* _Problem description_: Please transcribe exactly, and only, the lines of the data below between the line holding "# test: pointer marks one dot per instance of the stone" and the line holding "# test: pointer marks one dot per instance of the tree", inclusive.

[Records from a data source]
════════════════════

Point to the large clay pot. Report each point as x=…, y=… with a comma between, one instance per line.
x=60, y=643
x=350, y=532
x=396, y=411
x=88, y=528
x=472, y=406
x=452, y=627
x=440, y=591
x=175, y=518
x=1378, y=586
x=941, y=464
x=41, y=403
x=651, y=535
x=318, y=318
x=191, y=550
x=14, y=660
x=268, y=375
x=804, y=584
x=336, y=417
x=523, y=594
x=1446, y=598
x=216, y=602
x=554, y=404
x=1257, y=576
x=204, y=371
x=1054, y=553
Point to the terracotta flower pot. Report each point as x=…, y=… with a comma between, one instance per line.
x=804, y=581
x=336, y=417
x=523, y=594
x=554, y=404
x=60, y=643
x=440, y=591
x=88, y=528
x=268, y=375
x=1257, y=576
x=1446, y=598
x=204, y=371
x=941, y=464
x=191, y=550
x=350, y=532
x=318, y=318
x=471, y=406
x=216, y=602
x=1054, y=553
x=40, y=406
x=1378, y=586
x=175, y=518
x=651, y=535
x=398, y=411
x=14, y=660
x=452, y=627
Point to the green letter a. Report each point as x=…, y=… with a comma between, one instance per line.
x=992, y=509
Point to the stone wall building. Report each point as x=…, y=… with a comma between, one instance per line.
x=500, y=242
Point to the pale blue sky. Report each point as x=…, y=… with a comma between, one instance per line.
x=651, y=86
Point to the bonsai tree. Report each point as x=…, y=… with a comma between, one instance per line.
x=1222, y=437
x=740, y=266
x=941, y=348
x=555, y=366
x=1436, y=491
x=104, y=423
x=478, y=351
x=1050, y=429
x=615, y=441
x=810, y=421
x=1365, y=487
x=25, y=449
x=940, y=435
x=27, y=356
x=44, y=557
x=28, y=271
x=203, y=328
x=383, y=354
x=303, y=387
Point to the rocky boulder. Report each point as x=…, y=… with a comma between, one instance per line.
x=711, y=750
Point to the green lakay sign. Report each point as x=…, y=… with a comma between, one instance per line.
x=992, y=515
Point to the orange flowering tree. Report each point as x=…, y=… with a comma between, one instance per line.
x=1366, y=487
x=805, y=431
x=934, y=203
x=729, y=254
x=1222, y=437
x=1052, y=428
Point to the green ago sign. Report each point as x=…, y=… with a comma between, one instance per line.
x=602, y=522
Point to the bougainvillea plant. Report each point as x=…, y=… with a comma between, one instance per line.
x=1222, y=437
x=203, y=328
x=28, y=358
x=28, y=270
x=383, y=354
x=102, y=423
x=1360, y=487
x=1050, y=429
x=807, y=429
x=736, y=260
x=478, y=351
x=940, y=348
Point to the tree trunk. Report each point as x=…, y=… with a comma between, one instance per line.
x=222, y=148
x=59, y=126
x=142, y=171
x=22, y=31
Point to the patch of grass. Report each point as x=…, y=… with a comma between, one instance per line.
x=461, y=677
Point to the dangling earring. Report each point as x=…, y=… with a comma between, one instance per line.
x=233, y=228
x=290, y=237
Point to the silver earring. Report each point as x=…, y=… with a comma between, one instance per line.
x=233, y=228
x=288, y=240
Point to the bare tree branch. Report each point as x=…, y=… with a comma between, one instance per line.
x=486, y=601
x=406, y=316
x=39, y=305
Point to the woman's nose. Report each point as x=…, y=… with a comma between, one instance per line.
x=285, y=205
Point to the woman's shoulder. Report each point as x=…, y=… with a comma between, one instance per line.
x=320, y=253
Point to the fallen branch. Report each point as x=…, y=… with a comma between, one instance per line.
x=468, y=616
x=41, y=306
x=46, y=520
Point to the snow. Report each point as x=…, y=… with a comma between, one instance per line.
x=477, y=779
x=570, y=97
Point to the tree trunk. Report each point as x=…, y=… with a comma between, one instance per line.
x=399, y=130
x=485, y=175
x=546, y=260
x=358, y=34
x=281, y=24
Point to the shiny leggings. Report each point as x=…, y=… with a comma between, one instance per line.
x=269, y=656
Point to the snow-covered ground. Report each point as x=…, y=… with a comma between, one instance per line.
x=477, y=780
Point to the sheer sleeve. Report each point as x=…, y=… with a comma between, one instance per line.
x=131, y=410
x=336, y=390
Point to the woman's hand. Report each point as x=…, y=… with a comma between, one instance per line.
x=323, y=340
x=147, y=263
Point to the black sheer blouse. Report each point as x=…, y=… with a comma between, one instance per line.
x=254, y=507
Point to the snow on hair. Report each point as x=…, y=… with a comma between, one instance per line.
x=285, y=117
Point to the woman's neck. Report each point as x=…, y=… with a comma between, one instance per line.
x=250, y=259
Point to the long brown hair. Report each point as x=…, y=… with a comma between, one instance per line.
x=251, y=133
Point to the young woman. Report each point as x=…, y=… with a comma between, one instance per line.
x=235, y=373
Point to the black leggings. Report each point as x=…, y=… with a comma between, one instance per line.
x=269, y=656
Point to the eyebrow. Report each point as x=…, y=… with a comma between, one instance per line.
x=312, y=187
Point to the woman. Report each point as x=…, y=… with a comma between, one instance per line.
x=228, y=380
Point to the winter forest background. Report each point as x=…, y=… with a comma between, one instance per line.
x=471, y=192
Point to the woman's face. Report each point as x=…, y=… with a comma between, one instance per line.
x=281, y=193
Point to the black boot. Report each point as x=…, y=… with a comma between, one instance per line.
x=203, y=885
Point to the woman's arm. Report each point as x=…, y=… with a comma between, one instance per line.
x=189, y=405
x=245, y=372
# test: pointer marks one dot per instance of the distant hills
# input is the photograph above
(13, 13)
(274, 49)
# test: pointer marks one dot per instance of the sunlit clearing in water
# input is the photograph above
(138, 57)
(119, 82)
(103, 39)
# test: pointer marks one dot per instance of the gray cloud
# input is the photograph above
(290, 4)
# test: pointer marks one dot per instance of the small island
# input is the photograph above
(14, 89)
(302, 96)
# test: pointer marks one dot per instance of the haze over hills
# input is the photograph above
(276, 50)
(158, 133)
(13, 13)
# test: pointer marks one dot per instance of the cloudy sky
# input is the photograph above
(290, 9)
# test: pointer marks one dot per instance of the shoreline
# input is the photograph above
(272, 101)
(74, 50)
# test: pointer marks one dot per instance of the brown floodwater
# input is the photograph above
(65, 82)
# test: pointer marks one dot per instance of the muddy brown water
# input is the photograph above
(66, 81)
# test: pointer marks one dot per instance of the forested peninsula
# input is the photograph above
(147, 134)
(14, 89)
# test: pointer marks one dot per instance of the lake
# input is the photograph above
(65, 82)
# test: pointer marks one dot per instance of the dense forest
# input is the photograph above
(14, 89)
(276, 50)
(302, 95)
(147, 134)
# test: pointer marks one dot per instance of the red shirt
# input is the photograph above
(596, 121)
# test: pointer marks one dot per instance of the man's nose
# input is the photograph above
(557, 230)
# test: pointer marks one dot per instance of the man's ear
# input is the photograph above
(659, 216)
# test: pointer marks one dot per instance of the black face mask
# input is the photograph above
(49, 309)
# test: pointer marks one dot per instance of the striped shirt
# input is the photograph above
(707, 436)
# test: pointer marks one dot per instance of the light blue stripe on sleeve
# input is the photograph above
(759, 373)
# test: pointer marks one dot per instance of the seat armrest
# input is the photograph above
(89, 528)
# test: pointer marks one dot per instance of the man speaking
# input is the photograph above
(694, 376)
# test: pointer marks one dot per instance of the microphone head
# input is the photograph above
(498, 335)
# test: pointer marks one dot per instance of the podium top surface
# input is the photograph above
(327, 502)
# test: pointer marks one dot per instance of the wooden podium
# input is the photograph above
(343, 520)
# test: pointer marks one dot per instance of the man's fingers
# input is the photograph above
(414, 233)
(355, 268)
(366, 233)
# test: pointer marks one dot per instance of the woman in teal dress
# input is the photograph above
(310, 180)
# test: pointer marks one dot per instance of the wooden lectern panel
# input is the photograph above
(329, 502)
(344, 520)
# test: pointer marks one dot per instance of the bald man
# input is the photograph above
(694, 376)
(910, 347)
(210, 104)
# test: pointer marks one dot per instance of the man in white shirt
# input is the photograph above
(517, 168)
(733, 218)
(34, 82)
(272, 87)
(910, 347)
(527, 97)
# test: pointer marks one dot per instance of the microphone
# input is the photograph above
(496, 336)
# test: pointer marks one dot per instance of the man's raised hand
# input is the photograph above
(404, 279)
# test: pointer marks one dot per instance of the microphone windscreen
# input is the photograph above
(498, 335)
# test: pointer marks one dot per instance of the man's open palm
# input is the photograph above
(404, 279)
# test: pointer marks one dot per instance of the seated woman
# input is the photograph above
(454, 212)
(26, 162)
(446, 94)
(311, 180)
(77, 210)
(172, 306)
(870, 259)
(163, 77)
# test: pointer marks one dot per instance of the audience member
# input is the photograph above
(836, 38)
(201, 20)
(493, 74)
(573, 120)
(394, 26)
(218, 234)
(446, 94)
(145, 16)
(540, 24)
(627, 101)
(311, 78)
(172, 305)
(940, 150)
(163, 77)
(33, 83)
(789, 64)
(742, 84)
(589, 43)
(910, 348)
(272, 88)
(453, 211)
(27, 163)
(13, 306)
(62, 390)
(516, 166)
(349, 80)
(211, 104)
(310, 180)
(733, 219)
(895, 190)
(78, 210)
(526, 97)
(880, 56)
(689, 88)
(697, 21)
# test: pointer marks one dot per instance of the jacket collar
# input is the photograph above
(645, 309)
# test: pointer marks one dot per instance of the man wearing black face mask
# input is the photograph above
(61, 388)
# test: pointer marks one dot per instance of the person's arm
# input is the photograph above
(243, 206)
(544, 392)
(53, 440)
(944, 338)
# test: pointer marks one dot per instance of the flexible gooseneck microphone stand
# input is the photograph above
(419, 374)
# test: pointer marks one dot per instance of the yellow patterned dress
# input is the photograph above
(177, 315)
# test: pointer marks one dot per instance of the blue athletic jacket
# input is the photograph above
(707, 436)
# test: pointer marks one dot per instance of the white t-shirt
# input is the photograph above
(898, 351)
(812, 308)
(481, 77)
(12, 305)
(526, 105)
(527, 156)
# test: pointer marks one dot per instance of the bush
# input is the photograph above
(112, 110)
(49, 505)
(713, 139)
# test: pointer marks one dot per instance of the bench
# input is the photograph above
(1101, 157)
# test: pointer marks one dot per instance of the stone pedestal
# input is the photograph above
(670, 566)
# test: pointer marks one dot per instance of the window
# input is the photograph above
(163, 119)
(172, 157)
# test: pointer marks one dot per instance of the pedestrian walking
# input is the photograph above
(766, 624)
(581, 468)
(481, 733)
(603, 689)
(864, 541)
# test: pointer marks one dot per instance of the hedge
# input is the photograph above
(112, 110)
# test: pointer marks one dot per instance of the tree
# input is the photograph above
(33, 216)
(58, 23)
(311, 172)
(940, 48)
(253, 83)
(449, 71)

════════════════════

* _Solution_:
# test: pointer marks one dot per instance of the stone pedestal
# input is the photograph above
(670, 566)
# test: pointer marks one dot per instance of the window
# input is the photograph above
(163, 119)
(172, 157)
# test: pointer marks one dot per instance of the pedestrian walking
# input is the photograph above
(766, 624)
(581, 468)
(481, 733)
(603, 689)
(864, 541)
# test: pointer marks one dot per instance of the hedge
# input is the photograph above
(112, 110)
# test: pointer marks one dot per instance of the tree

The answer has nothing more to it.